To do:
Which lines in the entries below contain the string "open"? Pull out every such line, matching case exactly.

Available records:
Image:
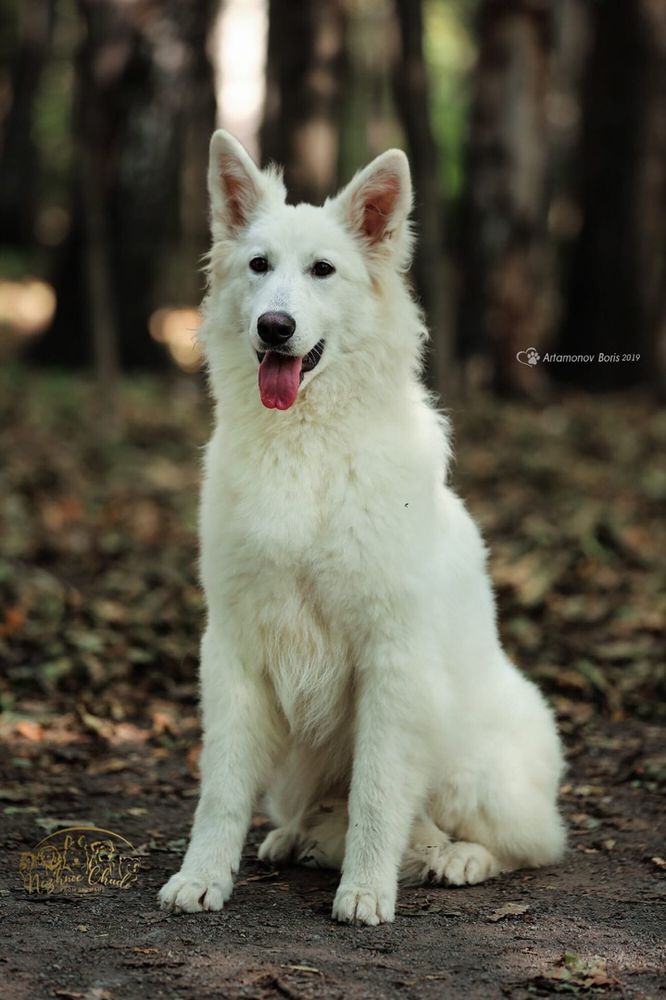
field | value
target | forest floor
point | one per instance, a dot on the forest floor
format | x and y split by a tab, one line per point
99	618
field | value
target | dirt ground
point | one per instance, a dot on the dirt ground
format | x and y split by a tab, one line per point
100	614
603	908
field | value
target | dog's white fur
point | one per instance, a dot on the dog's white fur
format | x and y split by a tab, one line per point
351	666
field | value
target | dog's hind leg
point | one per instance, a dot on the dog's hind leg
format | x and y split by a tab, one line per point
324	835
296	788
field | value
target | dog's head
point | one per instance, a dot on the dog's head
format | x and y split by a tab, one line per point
298	278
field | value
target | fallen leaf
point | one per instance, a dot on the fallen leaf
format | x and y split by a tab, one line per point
508	910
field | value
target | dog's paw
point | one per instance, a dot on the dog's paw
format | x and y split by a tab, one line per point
464	864
195	891
363	904
280	845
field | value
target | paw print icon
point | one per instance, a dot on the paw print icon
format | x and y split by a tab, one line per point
529	357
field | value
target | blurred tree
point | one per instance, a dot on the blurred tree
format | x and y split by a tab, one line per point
143	112
18	153
507	271
410	85
306	58
616	299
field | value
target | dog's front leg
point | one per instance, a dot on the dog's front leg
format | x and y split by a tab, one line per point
237	744
386	786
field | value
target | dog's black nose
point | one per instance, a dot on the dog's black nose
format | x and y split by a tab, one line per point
275	328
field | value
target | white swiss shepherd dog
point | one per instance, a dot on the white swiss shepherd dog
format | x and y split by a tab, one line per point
351	668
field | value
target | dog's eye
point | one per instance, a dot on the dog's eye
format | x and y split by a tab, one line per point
321	269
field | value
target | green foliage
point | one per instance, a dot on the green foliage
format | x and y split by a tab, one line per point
450	51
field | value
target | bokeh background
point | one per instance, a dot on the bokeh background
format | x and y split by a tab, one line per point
536	130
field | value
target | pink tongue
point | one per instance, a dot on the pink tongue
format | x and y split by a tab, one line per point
279	379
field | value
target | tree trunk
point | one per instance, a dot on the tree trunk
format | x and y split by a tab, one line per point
410	86
506	295
144	110
616	297
306	56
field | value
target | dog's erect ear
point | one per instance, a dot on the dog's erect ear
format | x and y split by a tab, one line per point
236	185
376	203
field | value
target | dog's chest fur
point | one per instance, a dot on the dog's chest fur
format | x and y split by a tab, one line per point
299	538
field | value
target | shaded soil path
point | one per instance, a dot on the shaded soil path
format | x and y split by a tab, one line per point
275	938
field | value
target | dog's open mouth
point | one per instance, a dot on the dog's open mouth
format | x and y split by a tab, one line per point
280	375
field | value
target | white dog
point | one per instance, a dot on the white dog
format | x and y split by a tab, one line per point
351	667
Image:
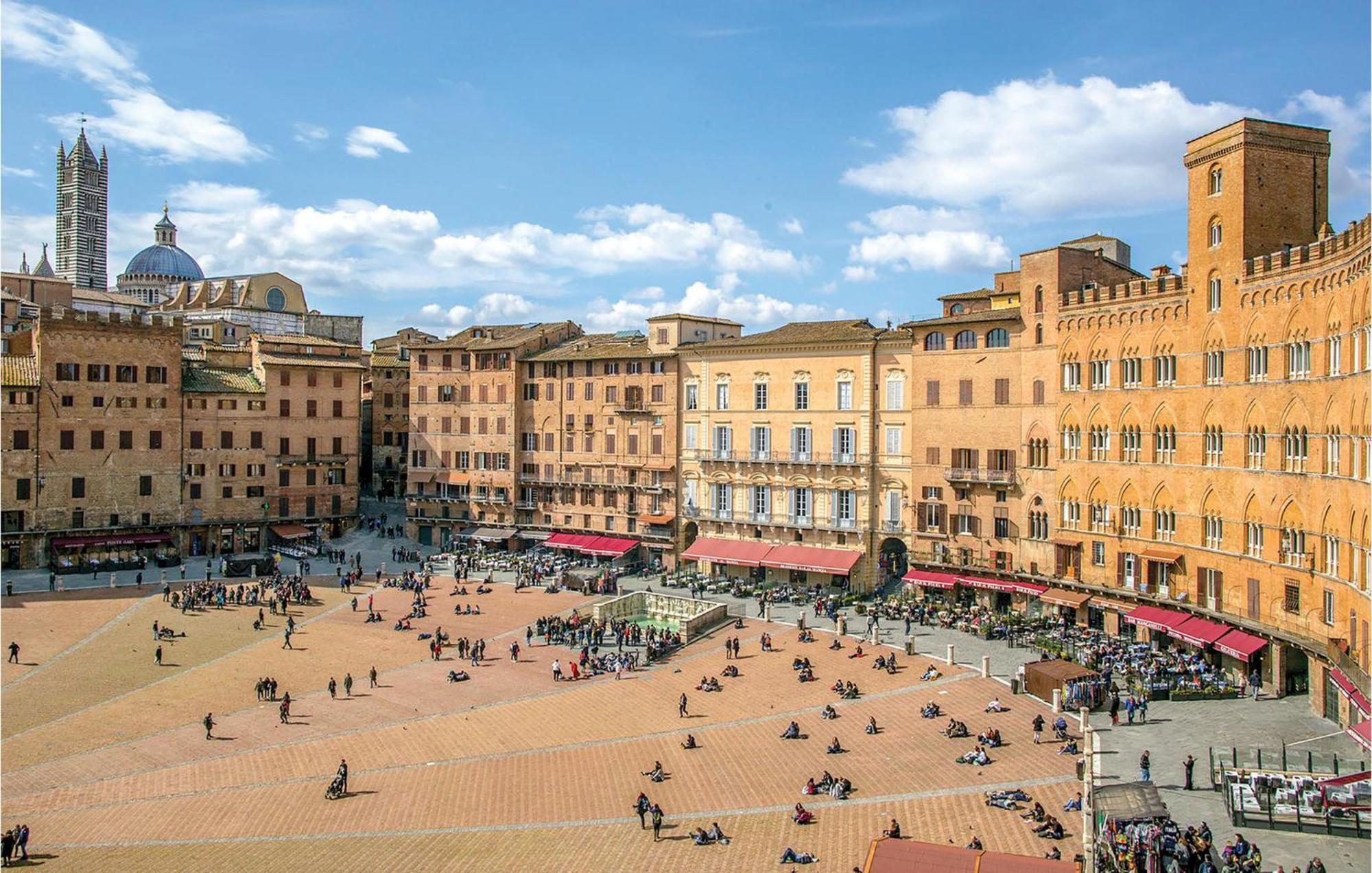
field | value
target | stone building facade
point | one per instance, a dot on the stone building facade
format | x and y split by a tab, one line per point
120	441
464	448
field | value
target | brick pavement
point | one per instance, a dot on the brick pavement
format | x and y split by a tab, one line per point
537	769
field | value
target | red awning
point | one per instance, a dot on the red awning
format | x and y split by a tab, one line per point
1157	618
930	579
67	543
608	547
1352	691
292	532
1200	632
1240	644
1363	734
567	542
739	552
813	559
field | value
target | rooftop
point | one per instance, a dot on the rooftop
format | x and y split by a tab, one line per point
222	381
20	371
801	333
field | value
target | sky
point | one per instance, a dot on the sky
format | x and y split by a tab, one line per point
447	164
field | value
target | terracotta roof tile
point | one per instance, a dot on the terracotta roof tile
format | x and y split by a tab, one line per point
222	381
20	370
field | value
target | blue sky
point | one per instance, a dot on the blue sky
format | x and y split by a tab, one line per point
437	164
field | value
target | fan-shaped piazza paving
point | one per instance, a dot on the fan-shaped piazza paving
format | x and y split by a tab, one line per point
106	760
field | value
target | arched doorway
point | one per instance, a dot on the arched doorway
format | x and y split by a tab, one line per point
894	558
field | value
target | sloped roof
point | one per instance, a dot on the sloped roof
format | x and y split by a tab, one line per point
282	359
596	347
979	294
968	318
802	333
222	381
20	371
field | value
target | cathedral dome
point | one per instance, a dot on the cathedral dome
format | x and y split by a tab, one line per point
165	257
164	260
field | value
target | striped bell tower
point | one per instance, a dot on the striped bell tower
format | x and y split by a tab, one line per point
83	230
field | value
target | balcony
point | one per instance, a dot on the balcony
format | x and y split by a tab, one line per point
980	477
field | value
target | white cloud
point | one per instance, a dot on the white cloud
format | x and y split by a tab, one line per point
364	142
311	135
935	251
754	311
139	117
1046	148
503	305
618	238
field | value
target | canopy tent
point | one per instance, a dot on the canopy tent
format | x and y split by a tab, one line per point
1130	802
1240	644
608	547
1200	632
930	579
71	543
813	559
1157	618
1064	598
292	532
739	552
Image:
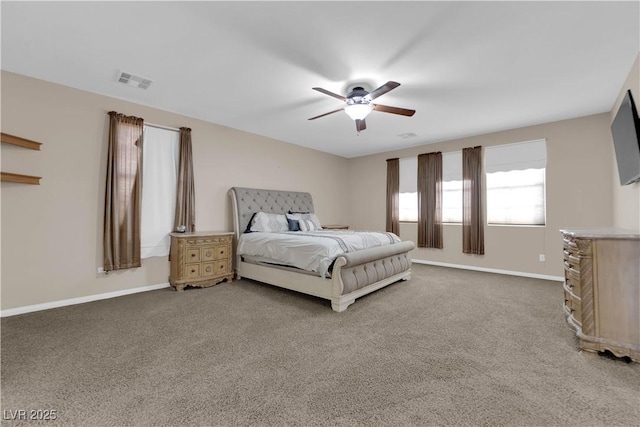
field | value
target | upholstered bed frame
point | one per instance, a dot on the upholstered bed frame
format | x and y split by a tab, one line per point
354	274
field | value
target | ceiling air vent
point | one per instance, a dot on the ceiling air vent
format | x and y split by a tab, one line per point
407	135
133	80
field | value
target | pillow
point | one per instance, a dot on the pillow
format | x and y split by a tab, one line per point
268	222
307	225
306	216
293	224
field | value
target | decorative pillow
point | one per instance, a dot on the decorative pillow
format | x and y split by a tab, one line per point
307	225
268	222
293	223
310	216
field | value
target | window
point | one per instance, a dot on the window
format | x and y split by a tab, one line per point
408	189
452	187
515	182
160	156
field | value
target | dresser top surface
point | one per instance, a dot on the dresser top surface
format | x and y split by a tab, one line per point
601	233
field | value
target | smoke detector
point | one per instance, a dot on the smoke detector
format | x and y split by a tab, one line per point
133	80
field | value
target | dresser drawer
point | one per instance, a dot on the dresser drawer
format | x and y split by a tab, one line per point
572	271
192	271
192	254
573	285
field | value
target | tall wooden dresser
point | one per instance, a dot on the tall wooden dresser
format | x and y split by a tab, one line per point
200	259
602	289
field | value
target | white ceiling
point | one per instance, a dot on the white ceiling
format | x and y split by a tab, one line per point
467	68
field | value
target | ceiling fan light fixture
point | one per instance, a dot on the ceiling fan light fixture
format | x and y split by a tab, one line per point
357	111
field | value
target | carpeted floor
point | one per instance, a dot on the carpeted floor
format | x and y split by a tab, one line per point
449	347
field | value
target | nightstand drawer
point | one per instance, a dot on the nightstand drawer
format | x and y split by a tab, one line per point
200	259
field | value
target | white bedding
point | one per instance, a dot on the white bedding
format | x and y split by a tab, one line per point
310	250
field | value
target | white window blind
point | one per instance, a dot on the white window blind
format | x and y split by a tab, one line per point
160	156
452	187
408	209
515	182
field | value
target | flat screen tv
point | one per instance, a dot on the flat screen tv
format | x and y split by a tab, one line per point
626	140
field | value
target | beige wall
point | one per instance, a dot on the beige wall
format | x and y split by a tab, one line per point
626	198
579	170
52	233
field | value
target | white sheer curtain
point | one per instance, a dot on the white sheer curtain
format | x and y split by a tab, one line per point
159	180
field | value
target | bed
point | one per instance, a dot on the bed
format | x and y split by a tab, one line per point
353	273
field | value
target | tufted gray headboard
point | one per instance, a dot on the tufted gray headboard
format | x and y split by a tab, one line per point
247	201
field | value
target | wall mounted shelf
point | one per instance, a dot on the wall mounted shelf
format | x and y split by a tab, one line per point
20	142
24	143
20	179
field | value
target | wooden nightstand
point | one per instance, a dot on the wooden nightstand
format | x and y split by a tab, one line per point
202	259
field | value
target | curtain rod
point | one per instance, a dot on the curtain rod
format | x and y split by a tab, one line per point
161	127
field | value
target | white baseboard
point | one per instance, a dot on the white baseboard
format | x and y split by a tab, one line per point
62	303
491	270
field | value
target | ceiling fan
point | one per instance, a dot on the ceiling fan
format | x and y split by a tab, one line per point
358	103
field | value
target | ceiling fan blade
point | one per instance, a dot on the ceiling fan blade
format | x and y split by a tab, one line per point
382	90
393	110
326	92
326	114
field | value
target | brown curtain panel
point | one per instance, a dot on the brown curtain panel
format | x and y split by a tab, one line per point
185	196
472	218
123	193
430	200
393	196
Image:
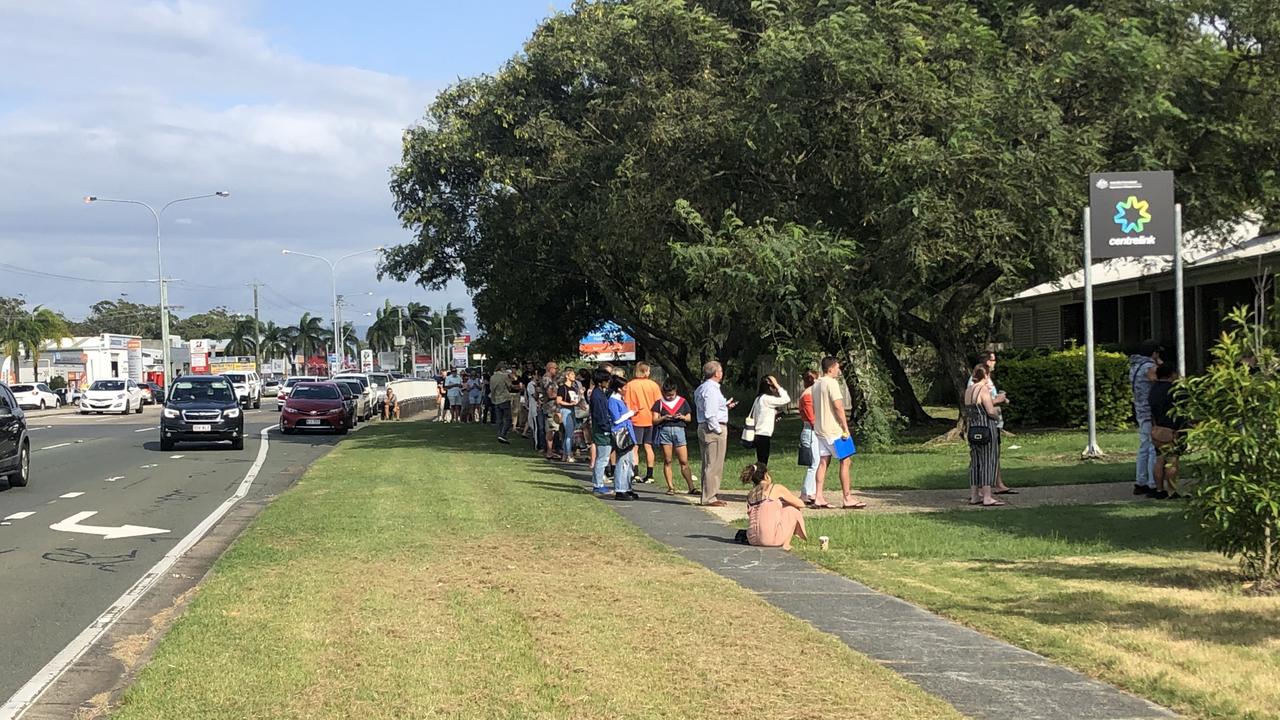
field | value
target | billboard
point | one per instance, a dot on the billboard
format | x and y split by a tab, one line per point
1130	214
607	345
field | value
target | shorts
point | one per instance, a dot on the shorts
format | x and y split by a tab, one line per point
671	434
645	436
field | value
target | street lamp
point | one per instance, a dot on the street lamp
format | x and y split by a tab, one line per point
164	292
333	278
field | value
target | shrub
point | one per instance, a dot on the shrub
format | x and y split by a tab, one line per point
1050	390
1235	443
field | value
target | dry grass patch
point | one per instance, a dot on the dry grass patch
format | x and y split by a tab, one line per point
410	578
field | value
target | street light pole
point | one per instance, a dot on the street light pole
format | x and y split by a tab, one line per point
164	290
333	279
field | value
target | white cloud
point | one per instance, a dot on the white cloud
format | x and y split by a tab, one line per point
156	100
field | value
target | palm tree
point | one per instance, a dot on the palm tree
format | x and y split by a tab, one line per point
243	337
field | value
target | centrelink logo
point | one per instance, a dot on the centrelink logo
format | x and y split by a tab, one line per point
1132	214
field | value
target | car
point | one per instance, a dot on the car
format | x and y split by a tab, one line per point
248	387
287	387
369	391
115	395
35	396
156	392
314	406
352	399
14	443
360	402
202	409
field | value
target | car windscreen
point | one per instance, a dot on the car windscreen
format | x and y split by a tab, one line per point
202	392
305	391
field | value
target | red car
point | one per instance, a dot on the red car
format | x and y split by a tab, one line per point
315	406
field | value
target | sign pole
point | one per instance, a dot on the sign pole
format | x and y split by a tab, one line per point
1092	450
1179	302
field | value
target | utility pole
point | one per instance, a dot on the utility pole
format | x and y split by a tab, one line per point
257	332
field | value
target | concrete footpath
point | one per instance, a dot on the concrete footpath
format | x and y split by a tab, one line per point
979	675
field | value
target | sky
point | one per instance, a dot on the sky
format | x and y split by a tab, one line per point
295	108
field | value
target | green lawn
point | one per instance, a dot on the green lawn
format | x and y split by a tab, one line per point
1120	592
1033	458
423	570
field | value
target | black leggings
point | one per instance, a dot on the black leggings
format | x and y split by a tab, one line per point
763	449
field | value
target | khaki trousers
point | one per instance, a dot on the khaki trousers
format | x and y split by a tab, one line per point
713	446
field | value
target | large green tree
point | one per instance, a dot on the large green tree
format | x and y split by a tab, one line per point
726	178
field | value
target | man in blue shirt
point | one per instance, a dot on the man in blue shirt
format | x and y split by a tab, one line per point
712	429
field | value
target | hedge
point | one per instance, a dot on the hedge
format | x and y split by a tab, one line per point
1050	390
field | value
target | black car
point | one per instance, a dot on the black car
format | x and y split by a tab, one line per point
14	445
201	409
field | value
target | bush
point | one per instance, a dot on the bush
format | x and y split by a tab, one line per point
1235	442
1051	390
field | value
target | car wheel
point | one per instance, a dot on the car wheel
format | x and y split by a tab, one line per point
22	473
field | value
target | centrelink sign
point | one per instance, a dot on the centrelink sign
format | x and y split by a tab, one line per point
1132	214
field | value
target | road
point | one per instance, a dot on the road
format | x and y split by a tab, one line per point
56	582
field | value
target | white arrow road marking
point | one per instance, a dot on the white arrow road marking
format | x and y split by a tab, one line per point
72	525
54	669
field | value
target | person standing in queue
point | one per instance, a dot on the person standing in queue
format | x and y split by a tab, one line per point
712	431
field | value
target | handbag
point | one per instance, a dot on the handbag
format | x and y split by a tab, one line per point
622	441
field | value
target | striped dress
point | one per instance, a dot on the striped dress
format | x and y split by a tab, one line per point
983	459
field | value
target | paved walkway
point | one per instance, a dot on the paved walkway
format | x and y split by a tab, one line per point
979	675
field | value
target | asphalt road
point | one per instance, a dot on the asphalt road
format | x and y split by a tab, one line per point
56	582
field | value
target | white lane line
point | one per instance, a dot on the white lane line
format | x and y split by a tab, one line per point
30	692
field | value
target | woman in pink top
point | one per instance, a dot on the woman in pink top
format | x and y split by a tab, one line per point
773	514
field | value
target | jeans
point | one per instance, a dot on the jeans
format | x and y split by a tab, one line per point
1146	474
622	472
567	432
810	475
602	461
502	417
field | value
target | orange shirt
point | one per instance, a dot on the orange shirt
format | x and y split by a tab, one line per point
640	395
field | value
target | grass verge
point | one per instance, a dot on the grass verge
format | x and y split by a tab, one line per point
1119	592
424	572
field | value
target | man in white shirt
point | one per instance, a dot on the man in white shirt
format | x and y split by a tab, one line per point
830	424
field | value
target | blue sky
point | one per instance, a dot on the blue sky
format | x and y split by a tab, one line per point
296	108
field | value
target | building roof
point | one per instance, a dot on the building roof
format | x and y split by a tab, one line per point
1243	242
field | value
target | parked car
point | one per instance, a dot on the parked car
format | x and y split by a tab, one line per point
287	387
248	387
202	409
366	390
32	396
315	406
112	396
14	445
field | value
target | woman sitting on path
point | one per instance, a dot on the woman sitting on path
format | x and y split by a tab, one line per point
981	411
772	511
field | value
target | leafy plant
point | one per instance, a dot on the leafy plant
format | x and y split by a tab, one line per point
1235	443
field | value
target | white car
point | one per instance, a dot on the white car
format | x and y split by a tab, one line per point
112	396
248	388
32	396
287	387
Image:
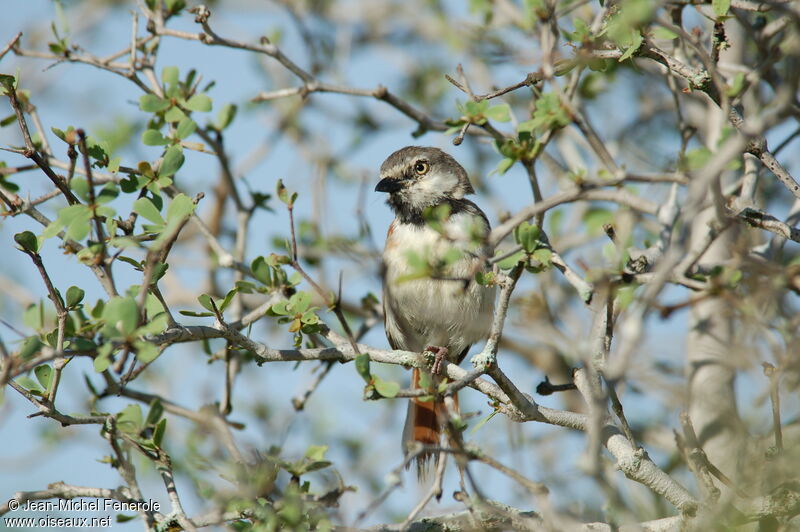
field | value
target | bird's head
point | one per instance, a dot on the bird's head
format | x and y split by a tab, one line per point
417	177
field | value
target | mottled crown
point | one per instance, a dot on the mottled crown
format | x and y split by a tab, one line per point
444	169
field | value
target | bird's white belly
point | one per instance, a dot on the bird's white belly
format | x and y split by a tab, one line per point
429	311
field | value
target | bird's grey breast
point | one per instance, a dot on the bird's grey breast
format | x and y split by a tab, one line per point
450	309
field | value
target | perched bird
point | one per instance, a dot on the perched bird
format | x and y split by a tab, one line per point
434	248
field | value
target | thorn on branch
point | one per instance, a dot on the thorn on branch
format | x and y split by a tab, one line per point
547	388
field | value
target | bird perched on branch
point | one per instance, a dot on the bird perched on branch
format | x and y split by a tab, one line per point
435	246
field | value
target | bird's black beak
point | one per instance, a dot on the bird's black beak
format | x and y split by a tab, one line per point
388	184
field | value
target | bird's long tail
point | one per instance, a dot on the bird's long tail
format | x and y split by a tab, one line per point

Answer to the exercise:
target | dog's open mouth
point | one per instance, a dot on the dog's open mouth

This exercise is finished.